- Assignment -
Across the entries below, how many lines contain the word "that"? Give the number alone.

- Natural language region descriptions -
☆ ☆ ☆
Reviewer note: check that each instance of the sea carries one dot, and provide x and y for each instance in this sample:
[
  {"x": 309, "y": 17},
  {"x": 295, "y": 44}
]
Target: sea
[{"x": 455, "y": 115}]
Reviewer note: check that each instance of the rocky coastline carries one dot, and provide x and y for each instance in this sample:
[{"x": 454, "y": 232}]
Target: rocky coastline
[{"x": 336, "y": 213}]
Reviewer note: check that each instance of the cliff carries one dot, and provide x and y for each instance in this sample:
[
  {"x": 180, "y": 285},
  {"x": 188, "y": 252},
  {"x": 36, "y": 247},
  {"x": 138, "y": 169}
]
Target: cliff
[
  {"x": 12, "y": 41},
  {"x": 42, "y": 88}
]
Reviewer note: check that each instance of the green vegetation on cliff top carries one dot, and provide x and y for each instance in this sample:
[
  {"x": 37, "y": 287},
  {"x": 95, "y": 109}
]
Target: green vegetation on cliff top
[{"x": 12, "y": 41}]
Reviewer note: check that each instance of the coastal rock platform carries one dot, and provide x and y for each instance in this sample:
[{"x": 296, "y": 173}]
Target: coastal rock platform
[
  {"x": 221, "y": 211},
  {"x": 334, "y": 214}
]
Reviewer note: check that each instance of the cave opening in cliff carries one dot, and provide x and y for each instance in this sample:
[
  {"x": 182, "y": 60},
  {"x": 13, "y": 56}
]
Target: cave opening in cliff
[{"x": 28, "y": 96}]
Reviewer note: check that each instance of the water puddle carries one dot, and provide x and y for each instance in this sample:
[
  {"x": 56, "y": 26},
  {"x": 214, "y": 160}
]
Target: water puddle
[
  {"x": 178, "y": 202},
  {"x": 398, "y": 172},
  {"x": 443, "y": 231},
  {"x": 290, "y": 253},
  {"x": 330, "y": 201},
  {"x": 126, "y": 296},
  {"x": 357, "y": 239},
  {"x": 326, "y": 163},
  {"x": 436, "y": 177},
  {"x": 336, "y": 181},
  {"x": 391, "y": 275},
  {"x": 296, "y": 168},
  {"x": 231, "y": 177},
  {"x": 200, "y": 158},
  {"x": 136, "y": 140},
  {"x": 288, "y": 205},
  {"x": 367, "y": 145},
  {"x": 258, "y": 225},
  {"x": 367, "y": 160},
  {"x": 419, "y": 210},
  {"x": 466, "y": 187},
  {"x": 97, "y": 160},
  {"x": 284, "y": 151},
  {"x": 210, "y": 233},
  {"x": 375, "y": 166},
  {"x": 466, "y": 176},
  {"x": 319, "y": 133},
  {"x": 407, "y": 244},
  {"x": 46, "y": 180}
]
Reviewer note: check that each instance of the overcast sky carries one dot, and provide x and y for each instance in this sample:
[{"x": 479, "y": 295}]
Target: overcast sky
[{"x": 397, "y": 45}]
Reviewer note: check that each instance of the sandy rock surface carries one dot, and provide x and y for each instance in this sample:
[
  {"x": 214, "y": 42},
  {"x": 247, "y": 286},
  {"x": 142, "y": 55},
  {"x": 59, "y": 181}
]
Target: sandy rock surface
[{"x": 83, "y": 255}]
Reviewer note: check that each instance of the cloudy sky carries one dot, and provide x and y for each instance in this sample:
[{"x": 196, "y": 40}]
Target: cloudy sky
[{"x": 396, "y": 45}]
☆ ☆ ☆
- Problem solution -
10